## What to work on
Every line of the records below that holds the word "find" should be copied out.

## Material provided
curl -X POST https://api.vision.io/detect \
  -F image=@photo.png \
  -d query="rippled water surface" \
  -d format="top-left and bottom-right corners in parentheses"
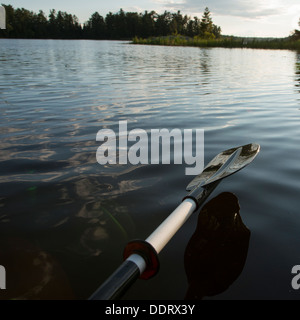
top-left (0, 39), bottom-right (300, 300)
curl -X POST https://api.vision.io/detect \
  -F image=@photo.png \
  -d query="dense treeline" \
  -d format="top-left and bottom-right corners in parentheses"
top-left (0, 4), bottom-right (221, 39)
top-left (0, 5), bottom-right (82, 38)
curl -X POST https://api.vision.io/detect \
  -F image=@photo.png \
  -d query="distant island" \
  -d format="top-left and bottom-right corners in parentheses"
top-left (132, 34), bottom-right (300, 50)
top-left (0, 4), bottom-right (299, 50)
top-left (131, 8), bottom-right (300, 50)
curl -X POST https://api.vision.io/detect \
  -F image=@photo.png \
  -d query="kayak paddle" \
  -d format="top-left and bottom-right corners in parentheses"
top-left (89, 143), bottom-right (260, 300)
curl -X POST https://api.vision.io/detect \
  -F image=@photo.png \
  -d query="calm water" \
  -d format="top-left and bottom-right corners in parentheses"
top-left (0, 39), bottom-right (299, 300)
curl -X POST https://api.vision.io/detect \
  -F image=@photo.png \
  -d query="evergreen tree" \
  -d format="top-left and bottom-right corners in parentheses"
--
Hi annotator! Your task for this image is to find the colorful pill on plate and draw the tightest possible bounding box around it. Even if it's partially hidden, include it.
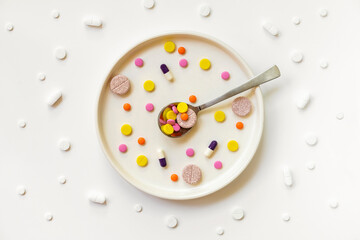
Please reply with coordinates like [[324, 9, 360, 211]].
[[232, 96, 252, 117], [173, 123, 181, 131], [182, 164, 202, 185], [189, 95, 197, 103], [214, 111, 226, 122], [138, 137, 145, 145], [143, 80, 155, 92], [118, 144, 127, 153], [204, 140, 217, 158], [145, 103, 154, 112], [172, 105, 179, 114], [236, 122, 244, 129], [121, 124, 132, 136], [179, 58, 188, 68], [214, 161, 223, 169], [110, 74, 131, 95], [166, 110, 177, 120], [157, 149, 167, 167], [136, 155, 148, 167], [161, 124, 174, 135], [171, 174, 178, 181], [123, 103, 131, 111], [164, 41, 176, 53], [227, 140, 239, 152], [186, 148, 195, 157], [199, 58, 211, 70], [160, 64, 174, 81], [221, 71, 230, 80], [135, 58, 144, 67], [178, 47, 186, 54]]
---
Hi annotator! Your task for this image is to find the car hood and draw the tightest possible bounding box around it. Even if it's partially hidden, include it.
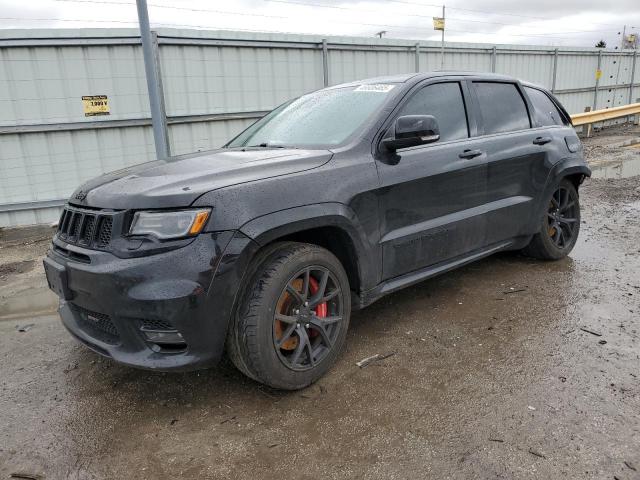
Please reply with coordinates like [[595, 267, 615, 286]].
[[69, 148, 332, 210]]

## Worked solution
Hi annotator! Your task for this image is to find the colorful pill on plate and draw the tightest possible bounding box around it. Even if it's partially hidden, include it.
Hi annotator! Your task for this image is to find the car hood and draw the tightest possible bounding box around it. Even if it's partially hidden, include it.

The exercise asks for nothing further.